(Provided data begins)
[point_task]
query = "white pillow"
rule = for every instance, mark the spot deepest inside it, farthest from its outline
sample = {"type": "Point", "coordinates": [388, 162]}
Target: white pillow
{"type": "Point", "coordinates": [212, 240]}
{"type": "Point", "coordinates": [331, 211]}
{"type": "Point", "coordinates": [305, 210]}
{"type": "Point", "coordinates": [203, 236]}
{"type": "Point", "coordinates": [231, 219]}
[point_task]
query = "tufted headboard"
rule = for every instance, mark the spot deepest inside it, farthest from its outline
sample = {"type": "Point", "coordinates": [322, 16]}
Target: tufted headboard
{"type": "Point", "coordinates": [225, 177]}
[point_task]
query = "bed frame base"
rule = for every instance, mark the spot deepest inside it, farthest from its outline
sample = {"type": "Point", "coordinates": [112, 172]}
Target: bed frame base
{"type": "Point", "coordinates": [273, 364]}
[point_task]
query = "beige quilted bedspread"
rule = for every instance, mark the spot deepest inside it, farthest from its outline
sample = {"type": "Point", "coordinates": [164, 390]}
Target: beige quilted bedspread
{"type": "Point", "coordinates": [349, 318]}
(Provided data ends)
- What is expected -
Your reply should consist of all the records, set down exactly.

- Solution to this exercise -
[point_task]
query = "white pillow"
rule = for every instance, mark the spot deepest inside it, farthest from its outline
sample = {"type": "Point", "coordinates": [388, 162]}
Target: white pillow
{"type": "Point", "coordinates": [212, 240]}
{"type": "Point", "coordinates": [331, 211]}
{"type": "Point", "coordinates": [305, 210]}
{"type": "Point", "coordinates": [203, 236]}
{"type": "Point", "coordinates": [231, 219]}
[point_task]
query = "tufted headboard"
rule = for every instance, mark the spot deepest inside it, farthest from its outline
sample = {"type": "Point", "coordinates": [322, 16]}
Target: tufted headboard
{"type": "Point", "coordinates": [225, 177]}
[point_task]
query = "bed frame base"
rule = for every instance, mark the spot deepest inside it, farthest from its outline
sample = {"type": "Point", "coordinates": [112, 172]}
Target: bed frame base
{"type": "Point", "coordinates": [273, 364]}
[point_task]
query = "beige quilted bedspread"
rule = for every instance, mark the spot deepest inside it, farthest from its outline
sample = {"type": "Point", "coordinates": [164, 390]}
Target: beige quilted bedspread
{"type": "Point", "coordinates": [349, 318]}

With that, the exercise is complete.